◆ What you need to do
Copy every line of the records below, including the requests, but shift each coordinate in the answers by adding -8 to it. Omit the pictures from your reply.

◆ Material for the task
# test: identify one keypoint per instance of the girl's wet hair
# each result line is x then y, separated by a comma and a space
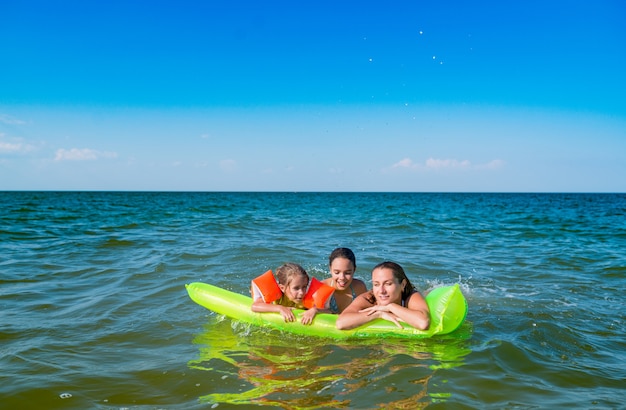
399, 275
345, 253
286, 272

◆ The completed task
# test: identify one keypoint per instance of the girl's wet hair
# each result line is x then y, separated by a comma and a space
391, 267
337, 245
278, 264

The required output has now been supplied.